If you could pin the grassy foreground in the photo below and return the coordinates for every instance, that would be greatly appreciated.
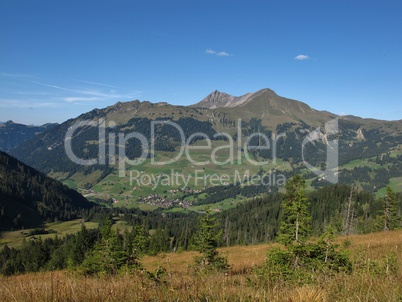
(181, 283)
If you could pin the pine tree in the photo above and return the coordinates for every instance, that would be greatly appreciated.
(108, 255)
(207, 243)
(390, 216)
(296, 220)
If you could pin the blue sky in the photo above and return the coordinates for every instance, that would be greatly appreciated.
(59, 59)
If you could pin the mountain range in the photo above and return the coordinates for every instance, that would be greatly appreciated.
(369, 150)
(14, 134)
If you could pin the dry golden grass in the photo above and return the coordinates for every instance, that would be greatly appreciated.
(181, 283)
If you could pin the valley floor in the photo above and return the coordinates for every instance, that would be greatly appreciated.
(177, 281)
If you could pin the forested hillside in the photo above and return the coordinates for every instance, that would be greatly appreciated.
(28, 198)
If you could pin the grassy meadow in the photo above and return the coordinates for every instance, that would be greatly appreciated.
(171, 278)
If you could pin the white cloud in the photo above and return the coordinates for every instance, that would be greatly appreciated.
(80, 99)
(302, 57)
(7, 103)
(97, 83)
(217, 53)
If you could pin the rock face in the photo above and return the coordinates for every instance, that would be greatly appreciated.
(219, 99)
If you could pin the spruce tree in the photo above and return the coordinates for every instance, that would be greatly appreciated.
(296, 220)
(390, 216)
(207, 243)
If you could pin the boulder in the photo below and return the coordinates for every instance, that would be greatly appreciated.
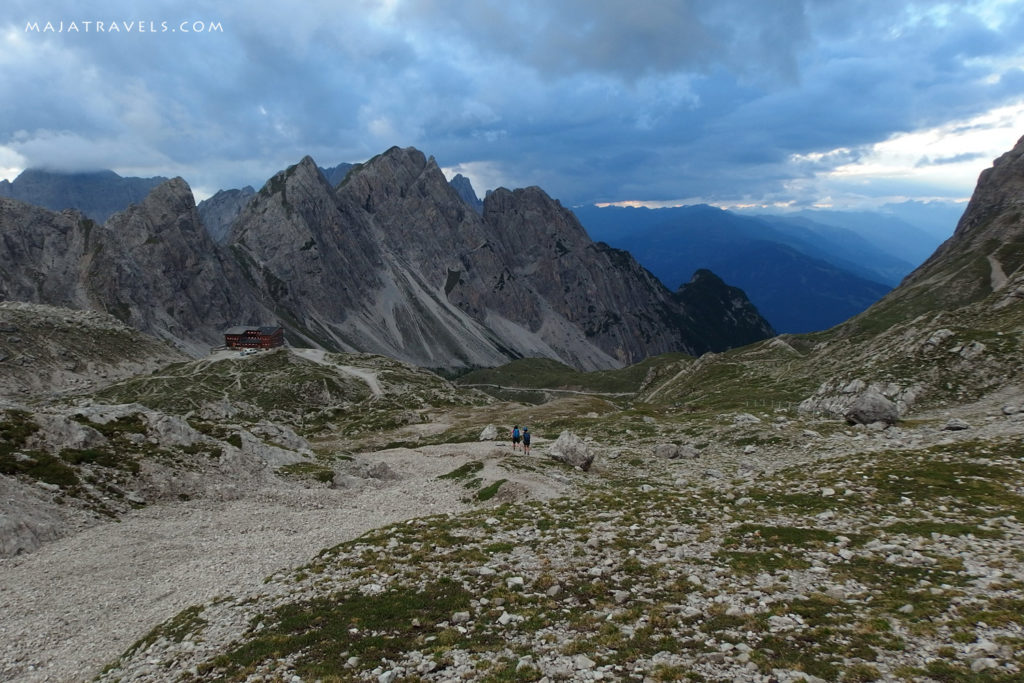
(675, 452)
(570, 450)
(871, 407)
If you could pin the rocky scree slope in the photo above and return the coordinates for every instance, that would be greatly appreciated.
(951, 332)
(412, 272)
(152, 266)
(97, 195)
(981, 258)
(811, 556)
(216, 429)
(391, 261)
(47, 351)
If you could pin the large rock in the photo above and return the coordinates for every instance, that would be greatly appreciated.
(572, 451)
(869, 408)
(675, 452)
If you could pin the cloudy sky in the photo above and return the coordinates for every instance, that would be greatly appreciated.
(766, 102)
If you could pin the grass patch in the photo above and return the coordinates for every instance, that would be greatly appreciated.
(101, 457)
(487, 493)
(320, 635)
(464, 472)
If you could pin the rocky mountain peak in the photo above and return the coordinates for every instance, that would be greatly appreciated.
(220, 211)
(464, 188)
(96, 194)
(982, 256)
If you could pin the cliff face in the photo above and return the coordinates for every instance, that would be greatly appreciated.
(98, 195)
(394, 260)
(984, 254)
(390, 261)
(219, 212)
(153, 266)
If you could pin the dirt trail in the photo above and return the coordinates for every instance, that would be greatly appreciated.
(318, 355)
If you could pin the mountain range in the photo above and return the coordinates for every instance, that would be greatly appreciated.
(391, 260)
(801, 274)
(98, 195)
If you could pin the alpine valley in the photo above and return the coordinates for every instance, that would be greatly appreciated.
(701, 499)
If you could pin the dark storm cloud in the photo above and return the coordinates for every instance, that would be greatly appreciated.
(593, 99)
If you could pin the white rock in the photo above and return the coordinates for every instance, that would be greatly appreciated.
(583, 663)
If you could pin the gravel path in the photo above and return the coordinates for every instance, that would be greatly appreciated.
(78, 603)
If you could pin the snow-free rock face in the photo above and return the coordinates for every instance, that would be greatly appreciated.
(391, 261)
(984, 254)
(395, 262)
(152, 266)
(98, 195)
(220, 211)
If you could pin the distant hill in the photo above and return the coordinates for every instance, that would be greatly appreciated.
(220, 211)
(98, 195)
(800, 279)
(464, 188)
(336, 174)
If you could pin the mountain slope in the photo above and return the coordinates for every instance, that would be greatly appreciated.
(98, 195)
(781, 271)
(394, 261)
(221, 210)
(982, 257)
(390, 261)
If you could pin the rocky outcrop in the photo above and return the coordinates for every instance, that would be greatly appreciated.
(97, 195)
(336, 174)
(221, 210)
(152, 266)
(46, 350)
(870, 408)
(572, 451)
(391, 261)
(464, 188)
(982, 256)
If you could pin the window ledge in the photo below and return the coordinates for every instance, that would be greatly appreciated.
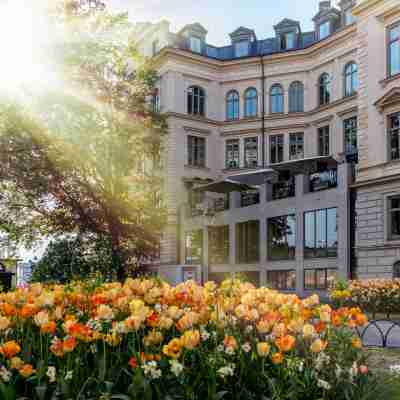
(389, 79)
(197, 167)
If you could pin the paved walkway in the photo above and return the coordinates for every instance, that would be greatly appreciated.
(374, 334)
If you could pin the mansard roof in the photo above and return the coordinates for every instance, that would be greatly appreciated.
(242, 31)
(287, 23)
(196, 27)
(327, 14)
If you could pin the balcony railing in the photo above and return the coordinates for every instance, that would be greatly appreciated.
(249, 199)
(283, 189)
(323, 180)
(209, 206)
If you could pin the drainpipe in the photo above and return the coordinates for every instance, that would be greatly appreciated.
(262, 110)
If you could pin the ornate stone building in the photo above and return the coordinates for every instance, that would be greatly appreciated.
(264, 138)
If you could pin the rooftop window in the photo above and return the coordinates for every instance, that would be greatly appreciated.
(195, 44)
(242, 48)
(324, 30)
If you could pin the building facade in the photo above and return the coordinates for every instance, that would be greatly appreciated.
(264, 136)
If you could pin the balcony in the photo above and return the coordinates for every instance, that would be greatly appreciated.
(323, 180)
(249, 198)
(283, 189)
(209, 206)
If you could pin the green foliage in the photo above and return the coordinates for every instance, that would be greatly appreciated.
(73, 259)
(85, 158)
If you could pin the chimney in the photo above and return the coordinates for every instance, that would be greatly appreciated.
(324, 5)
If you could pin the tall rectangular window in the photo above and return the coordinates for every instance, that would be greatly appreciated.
(394, 217)
(196, 151)
(350, 134)
(296, 146)
(282, 237)
(394, 136)
(251, 152)
(218, 239)
(324, 30)
(195, 44)
(288, 41)
(194, 247)
(232, 158)
(248, 242)
(394, 50)
(276, 148)
(242, 48)
(323, 141)
(282, 280)
(320, 233)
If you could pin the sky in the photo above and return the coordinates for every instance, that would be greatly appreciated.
(221, 17)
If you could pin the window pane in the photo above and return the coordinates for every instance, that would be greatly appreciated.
(324, 30)
(320, 238)
(242, 49)
(232, 154)
(309, 279)
(394, 55)
(309, 234)
(320, 277)
(195, 44)
(219, 245)
(251, 152)
(194, 247)
(332, 240)
(281, 237)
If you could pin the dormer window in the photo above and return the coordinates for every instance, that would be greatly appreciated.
(195, 44)
(324, 30)
(349, 18)
(242, 48)
(288, 41)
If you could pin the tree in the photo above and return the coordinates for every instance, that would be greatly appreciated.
(74, 258)
(85, 158)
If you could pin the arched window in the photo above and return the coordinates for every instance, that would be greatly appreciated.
(350, 79)
(196, 99)
(232, 105)
(276, 99)
(250, 102)
(324, 89)
(396, 270)
(296, 97)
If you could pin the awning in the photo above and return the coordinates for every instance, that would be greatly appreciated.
(306, 165)
(256, 177)
(224, 187)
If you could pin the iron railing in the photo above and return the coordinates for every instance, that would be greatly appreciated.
(323, 180)
(283, 189)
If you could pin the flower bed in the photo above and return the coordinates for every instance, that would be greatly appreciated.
(375, 296)
(148, 340)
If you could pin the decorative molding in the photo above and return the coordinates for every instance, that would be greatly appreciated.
(321, 121)
(365, 5)
(241, 132)
(389, 13)
(388, 80)
(347, 111)
(388, 99)
(197, 130)
(294, 128)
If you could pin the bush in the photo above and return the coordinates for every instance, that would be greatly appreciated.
(375, 296)
(147, 340)
(73, 259)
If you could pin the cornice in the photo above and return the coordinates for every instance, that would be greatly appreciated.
(365, 5)
(382, 180)
(272, 117)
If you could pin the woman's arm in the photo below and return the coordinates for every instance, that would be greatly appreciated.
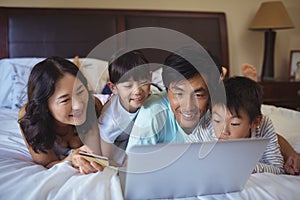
(291, 157)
━━━━━━━━━━━━━━━━
[WRITTEN INSTRUCTION]: Pictures are to be left out; all else in the entries above is to be quoted exactly.

[RESPONSE TO THIS TASK]:
If you could pin the grassy foreground in the photo below and return the coordinates for every instance, that would be greatly appreciated.
(181, 283)
If you could pin the pine tree in the photo above and return the coordinates for every instance, that would be greatly appreciated.
(108, 255)
(207, 243)
(390, 216)
(296, 220)
If you could pin the blue sky in the photo above and return the coordinates for every instance, that would be greatly appreciated.
(59, 59)
If you could pin the mountain range in the photo above and return the coordinates for every instance, that would be greatly appreciated.
(369, 150)
(14, 134)
If you could pin the dry golden grass in the photo above and return the coordinates for every instance, that would be greatly appreciated.
(181, 283)
If you could pin the valley floor in the photo above and return the coordinates for every instance, that would be greatly appreciated.
(177, 281)
If you could pin the forested hillside in the photo above and return the coordinates for every instance, that would be greatly appreciated.
(28, 198)
If you could pin the grassy meadow in the photo above and return the coordinates for every instance, that would be greatly appreciated.
(171, 278)
If you could pin the white cloud in the photo above and return the coordinates for every instance, that would be greatly appreciated.
(80, 99)
(302, 57)
(7, 103)
(97, 83)
(217, 53)
If you could pin the rock face in the photo above and return the coordinates for every instance, that would be greatly appreciated.
(219, 99)
If you could pin the spruce tree in the photo above and return the coordinates for every instance, that would be greatly appreciated.
(296, 220)
(390, 216)
(207, 243)
If you could pin the boulder in the photo below and return the coordinates for every instance, that would be greatly appreciated.
(675, 452)
(570, 450)
(871, 407)
If you could pin the rocky scree slope in the photo above and return the coordinates for every instance, that would be greatly appreciated.
(951, 332)
(412, 272)
(152, 266)
(97, 195)
(981, 258)
(811, 556)
(216, 429)
(391, 261)
(47, 351)
If you could pin the large rock in the photo above and return the coordinates for every instance, that would be greatly appreciated.
(572, 451)
(869, 408)
(675, 452)
If you could pin the cloudy sky in the photo above and return the coordinates for every instance, that would be greatly appreciated.
(766, 102)
If you could pin the grass patch in the photo above and return the coordinates for every instance, that would be greatly appreciated.
(101, 457)
(487, 493)
(320, 635)
(464, 472)
If you could pin the rocky mountain peak in the photo above and return the coordinates for every instance, that would be greatly appreciated.
(220, 211)
(464, 188)
(96, 194)
(982, 256)
If you could pin the cliff face in the photo above and return the coordinates for every instance, that would be greatly appreciated.
(98, 195)
(394, 260)
(984, 254)
(390, 261)
(219, 212)
(153, 266)
If you could pin the dirt trail in the photo above and return the coordinates for every instance, that would be greatly appreciated.
(318, 355)
If you could pin the mountain range in the photo above and return the coordinates for every instance, that would be greatly appreciated.
(391, 260)
(801, 274)
(98, 195)
If you could pin the alpine valley in the photo above and return the coordinates for every instance, that would be greatly appreciated.
(701, 499)
If you could pin the dark storm cloud in the photo above and return the coordinates for every instance, that would be greatly appreciated.
(593, 99)
If you could pin the white rock in the photo above and return the coordinates for every instance, that would be greatly appreciated.
(583, 663)
If you could pin the gravel path in the photo above and return the coordinates for every instance, that would be greatly appreciated.
(78, 603)
If you could pin the snow-free rock face in the photo above and return the coordinates for every instance, that would be greatly appreciated.
(391, 261)
(984, 254)
(395, 262)
(152, 266)
(98, 195)
(220, 211)
If you could pin the distant hill in the photo above and return the coordinates for every instance, that would be greatly appreciated.
(220, 211)
(98, 195)
(800, 279)
(464, 188)
(336, 174)
If you could pin the mountain slope in the photo above and return the coordinates for every instance, that would be greatly appreciated.
(98, 195)
(781, 271)
(394, 261)
(221, 210)
(982, 257)
(390, 261)
If you could pin the rocky outcrop in the photo above and return the coordinates for every instance, that would be greatly appreciated.
(97, 195)
(336, 174)
(221, 210)
(152, 266)
(46, 350)
(870, 408)
(572, 451)
(391, 261)
(464, 188)
(982, 256)
If you could pin the window ledge in the photo below and return the coordinates for every instance, that would be greatly appreciated.
(389, 79)
(197, 167)
If you could pin the paved walkway in the photo above and return the coordinates for every instance, that would be greatly appreciated.
(374, 334)
If you could pin the mansard roof in the photo above and return the coordinates for every instance, that would be greatly appreciated.
(242, 31)
(287, 23)
(196, 27)
(327, 14)
If you could pin the balcony railing in the photo above and return the coordinates for every instance, that would be greatly appreciated.
(249, 199)
(283, 189)
(323, 180)
(209, 206)
If you could pin the drainpipe in the photo above and return the coordinates for every instance, that would be greatly appreciated.
(262, 110)
If you could pin the ornate stone building in the photo above and return the coordinates for every instance, that would be greatly appreciated.
(264, 138)
If you could pin the rooftop window in the photo above and return the coordinates for every instance, that would be greatly appreciated.
(195, 44)
(242, 48)
(324, 30)
If you could pin the building facade in the photo above and return the coordinates for every instance, that would be greatly appreciated.
(264, 136)
If you could pin the balcony in the photo above and return the coordinates for every instance, that would be greatly appreciated.
(323, 180)
(249, 198)
(283, 189)
(209, 206)
If you could pin the green foliage in the photo above and return the coordinates for every instance, that would be greatly appreciated.
(73, 259)
(85, 158)
If you could pin the chimney in the photo above and return the coordinates for every instance, that would be greatly appreciated.
(324, 5)
If you could pin the tall rectangular window in the photo above and return the coordinates for every instance, that would be greatly appreciated.
(394, 217)
(196, 151)
(350, 134)
(296, 146)
(282, 237)
(394, 136)
(251, 152)
(218, 239)
(324, 30)
(195, 44)
(288, 41)
(194, 247)
(232, 158)
(248, 242)
(394, 50)
(276, 148)
(242, 48)
(323, 141)
(282, 280)
(320, 233)
If you could pin the sky in the photo above and return the coordinates for every instance, that would be greatly appreciated.
(221, 17)
If you could pin the window pane in the photo above and return the coordinates for every instance, that would be greatly appreciated.
(324, 30)
(320, 238)
(242, 49)
(232, 154)
(309, 279)
(394, 55)
(309, 234)
(320, 277)
(195, 44)
(219, 245)
(251, 152)
(194, 247)
(332, 240)
(281, 237)
If you could pin the dormer window in the photo above and return the coordinates for every instance, that would be greatly appreciated.
(195, 44)
(324, 30)
(349, 18)
(242, 48)
(288, 41)
If you could pin the tree in the photo above and return the coordinates for every instance, that would be greatly appreciated.
(74, 258)
(85, 158)
If you could pin the arched window in the photo above and return the coordinates for every instance, that would be greatly appreciated.
(350, 79)
(196, 99)
(232, 105)
(276, 99)
(250, 102)
(324, 89)
(396, 270)
(296, 97)
If you could pin the awning in the photo above and return the coordinates for every instance, that would be greatly appreciated.
(306, 165)
(256, 177)
(224, 187)
If you could pin the iron railing in the photo above and return the coordinates for every instance, that would be greatly appreciated.
(323, 180)
(283, 189)
If you could pin the flower bed in the photo above and return the coordinates for every instance, that would be greatly appreciated.
(375, 296)
(148, 340)
If you could pin the decorative molding in the photo above and return the coordinates for every instance, that would be greatly appreciated.
(321, 121)
(365, 5)
(241, 132)
(389, 13)
(388, 80)
(347, 111)
(388, 99)
(197, 130)
(294, 128)
If you could pin the bush in the photo above and return the coordinates for every instance, that would be greatly appreciated.
(375, 296)
(147, 340)
(73, 259)
If you could pin the cornice in the photo above and return the coordinates for every instance, that would be greatly appreciated.
(365, 5)
(382, 180)
(272, 117)
If you could pin the woman's arm in the photo below and return the coordinates for every instance, that would be greatly appreciated.
(291, 157)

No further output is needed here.